» What to do
Output, as a JSON list of strings with one string per line and blank lines left out, the lines of the material starting with the line that contains "Definition of the keypoint: for every instance of the glass" and going on through the line that contains "(1026, 718)", both included, and no others.

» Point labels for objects
☆ ☆ ☆ ☆ ☆ ☆ ☆

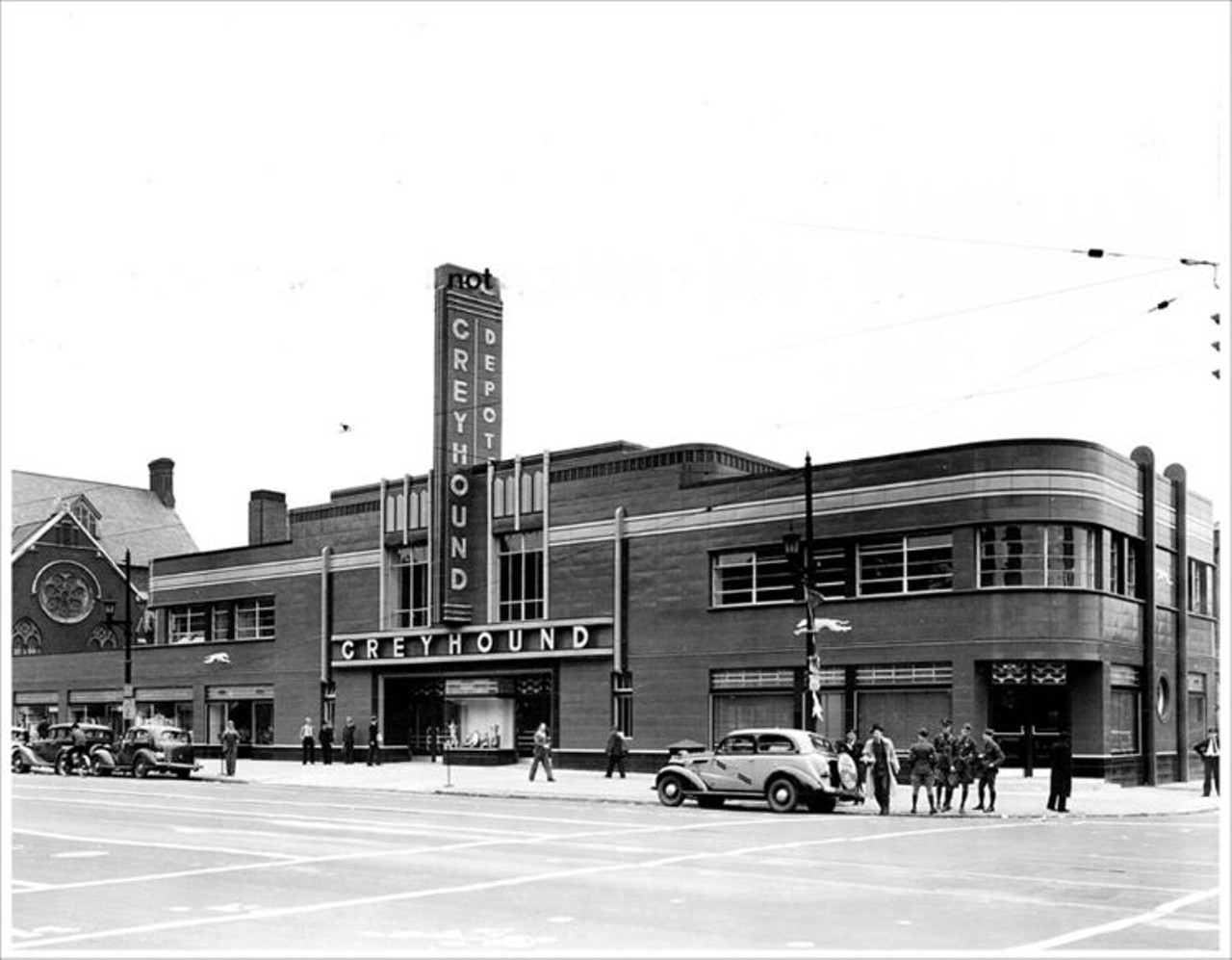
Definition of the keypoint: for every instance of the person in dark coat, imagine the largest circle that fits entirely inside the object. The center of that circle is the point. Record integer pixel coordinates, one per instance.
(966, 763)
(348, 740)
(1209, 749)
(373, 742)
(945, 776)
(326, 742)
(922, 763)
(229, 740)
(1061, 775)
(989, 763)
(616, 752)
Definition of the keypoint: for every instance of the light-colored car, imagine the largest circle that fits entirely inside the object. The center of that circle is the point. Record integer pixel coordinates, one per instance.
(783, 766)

☆ ☆ ☆ ☆ ☆ ☆ ☆

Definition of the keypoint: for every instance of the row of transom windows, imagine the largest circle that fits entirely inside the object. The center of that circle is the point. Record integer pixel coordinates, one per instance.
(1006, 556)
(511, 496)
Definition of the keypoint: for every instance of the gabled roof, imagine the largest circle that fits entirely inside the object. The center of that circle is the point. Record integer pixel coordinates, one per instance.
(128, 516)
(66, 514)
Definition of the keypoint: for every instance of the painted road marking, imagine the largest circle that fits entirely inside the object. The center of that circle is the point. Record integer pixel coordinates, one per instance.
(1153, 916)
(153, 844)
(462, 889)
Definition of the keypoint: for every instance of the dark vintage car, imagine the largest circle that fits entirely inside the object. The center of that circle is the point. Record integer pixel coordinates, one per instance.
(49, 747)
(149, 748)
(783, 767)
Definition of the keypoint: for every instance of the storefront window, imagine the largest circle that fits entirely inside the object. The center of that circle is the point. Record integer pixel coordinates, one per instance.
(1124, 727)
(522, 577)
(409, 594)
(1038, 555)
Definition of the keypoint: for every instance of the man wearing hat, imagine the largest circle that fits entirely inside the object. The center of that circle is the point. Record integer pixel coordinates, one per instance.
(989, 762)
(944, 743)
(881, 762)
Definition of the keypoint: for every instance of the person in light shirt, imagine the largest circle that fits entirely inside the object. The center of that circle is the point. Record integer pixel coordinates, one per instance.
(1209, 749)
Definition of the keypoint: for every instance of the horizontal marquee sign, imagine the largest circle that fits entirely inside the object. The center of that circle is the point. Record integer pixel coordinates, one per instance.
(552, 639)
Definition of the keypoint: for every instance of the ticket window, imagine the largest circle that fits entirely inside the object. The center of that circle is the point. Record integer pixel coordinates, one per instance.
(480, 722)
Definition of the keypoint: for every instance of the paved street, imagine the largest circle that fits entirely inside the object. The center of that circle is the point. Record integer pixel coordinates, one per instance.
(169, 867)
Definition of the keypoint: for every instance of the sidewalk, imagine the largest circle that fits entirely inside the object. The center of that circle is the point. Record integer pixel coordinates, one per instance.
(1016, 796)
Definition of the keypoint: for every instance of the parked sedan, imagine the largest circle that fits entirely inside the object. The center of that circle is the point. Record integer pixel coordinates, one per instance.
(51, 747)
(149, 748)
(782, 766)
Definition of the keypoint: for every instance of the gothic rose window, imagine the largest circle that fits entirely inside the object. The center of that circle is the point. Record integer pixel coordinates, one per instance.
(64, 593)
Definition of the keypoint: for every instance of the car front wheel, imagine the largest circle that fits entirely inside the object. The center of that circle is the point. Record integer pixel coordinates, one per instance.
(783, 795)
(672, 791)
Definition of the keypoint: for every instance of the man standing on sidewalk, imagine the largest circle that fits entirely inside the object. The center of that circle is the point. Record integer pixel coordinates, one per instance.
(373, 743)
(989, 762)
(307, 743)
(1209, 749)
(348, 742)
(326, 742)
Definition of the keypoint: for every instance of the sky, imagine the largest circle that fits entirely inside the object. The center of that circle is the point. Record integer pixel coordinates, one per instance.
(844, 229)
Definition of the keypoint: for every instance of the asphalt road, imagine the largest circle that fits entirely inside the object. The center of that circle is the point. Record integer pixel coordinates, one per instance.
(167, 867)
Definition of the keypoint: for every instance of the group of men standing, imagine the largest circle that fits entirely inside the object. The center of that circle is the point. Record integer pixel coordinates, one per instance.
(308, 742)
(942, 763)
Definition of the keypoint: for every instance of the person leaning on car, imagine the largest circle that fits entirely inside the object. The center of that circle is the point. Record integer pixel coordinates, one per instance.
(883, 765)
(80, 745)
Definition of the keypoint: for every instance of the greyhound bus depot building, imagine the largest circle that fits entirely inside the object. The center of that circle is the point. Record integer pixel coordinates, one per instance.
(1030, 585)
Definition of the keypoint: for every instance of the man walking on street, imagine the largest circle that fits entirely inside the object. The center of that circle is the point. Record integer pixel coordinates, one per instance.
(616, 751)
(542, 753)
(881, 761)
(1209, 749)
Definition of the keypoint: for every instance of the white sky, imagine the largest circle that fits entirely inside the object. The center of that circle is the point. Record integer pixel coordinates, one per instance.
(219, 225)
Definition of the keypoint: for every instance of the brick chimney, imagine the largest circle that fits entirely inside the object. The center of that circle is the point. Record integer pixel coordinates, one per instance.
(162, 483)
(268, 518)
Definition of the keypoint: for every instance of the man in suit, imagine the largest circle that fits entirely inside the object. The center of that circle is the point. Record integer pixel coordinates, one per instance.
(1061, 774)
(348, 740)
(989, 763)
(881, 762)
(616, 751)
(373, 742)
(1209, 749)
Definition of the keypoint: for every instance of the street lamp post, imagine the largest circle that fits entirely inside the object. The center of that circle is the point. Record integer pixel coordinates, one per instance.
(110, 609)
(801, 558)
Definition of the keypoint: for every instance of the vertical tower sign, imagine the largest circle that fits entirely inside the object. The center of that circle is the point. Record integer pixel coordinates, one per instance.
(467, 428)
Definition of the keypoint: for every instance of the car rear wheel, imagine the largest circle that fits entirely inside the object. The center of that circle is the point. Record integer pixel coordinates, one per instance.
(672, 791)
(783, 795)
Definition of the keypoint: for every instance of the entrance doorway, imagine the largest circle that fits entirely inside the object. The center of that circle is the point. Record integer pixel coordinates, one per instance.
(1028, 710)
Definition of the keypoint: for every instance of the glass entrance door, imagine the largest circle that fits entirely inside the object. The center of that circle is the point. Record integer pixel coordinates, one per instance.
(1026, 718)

☆ ☆ ☆ ☆ ☆ ☆ ☆

» Correct result
[
  "Definition of the keypoint: for every instance of the glass entrance door, imagine the largest circle that fits entirely inside the object. The center of that circle is the point. Record integer pixel coordinates, one per instance.",
  "(1026, 718)"
]